------ TEXT SECTION
During the call, Lefkofsky drew attention to the rapid growth of the business, highlighting several key metrics, including gross billings, which represents the amount of goods and services sold through Groupon's platform.

In North America, gross billings increased at the fastest rate we've seen in over a year, growing 20% ... driven by double-digit increases in ... local, goods and getaways. North America revenue increased 24% to $551 million and segment operating income reached its highest level in over a year, coming in at $31 million ...

Groupon continues to try to build a local platform
For more than a year, Groupon has been attempting to shift its business model, transitioning from a daily deals giant to a sort of local commerce marketplace. Lefkofsky reiterated Groupon's commitment to that vision during the call, pointing out its large (and growing) base of both customers and users.

We set out to build the first real-time local commerce marketplace, connecting nearly 1 million merchants -- who would have done business with us -- to our community [of customers] which has grown pretty dramatically. We now have 260 million subs. 110 million people download our app. 54 million customers, [and] 160 million visitors.
------------
------ INFORMATION SUPPLIED
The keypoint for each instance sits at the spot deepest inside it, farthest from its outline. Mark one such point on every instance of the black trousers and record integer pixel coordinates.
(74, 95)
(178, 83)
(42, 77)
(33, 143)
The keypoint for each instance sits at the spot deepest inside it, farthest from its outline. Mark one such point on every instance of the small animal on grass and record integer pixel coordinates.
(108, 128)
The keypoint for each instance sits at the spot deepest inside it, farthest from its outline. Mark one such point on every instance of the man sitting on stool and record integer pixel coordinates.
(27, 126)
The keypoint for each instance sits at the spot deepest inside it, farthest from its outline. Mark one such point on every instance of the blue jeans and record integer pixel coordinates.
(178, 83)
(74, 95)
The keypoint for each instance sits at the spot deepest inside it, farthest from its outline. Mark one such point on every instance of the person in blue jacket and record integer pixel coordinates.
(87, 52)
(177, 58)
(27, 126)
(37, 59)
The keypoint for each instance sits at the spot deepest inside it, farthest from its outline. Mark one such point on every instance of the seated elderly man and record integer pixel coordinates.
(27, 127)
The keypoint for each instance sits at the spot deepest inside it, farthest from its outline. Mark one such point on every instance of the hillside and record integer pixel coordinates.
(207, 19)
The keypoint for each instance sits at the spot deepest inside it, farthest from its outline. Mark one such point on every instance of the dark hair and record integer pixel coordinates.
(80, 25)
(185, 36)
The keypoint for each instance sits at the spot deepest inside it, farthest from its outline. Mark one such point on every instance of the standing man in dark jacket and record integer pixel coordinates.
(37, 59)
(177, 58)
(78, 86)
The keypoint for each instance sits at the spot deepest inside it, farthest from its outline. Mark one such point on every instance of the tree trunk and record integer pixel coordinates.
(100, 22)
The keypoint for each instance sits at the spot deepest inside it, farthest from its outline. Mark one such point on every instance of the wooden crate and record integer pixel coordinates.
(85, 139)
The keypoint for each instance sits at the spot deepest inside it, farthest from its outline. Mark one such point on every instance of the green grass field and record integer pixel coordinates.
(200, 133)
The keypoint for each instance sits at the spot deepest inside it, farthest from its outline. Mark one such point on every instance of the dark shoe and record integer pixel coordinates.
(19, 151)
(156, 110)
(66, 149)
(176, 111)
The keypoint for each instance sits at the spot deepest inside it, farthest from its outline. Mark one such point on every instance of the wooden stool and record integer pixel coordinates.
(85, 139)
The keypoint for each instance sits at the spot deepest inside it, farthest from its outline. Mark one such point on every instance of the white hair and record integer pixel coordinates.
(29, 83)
------------
• _EXERCISE OBJECTIVE_
Write the next part of the Groupon earnings call text, starting right after its final sentence.

• _EXERCISE ANSWER_
Shifting away from email blasts
Groupon's business was built on email blasts -- each day, Groupon would send an email out to its list of interested buyers, advertising a relevant daily deal in their particular area. But there are limits to that approach, and Groupon has been working to lessen its dependence. Rather than rely on email alone, Groupon is trying to draw new customers in from search engines. During the call, Lefkofsky noted his company's progress.

We also made good progress operationally in ... reducing our reliance on email which used to account for the vast majority of our business ... it is now down to about 20%. Increasing our search business, [it was] 19% a year ago, 26% in the fourth quarter ... when you add in SEO, it now represents about a third of our business which is a sign that our marketplace is really starting to take hold.

The Pages initiative is working
To fuel that search engine initiative, Groupon launched "Pages" last year. Roughly similar to Yelp's individual business profiles, Groupon's Pages serve as information hubs for its merchant partners, allowing customers to leave reviews and request deals. The Pages initiative is less than a year old, but Lefkofsky noted that the company is already making great progress.

We've now released about 800,000 pages to be indexed on Google. That's up from 500,000 a quarter ago. We have about 800,000 people that have now [requested] a deal or [followed] a merchant. That's doubled in the past quarter from 400,000. We've collected nearly an additional 5 million tips and reviews and ratings. We were at 20 million. We're now at nearly 25 million ... we've got millions of visitors coming to these pages ... they are absolutely performing as we would have hoped.

The article 5 Things Groupon Inc.'s Management Wants You to Know originally appeared on Fool.com.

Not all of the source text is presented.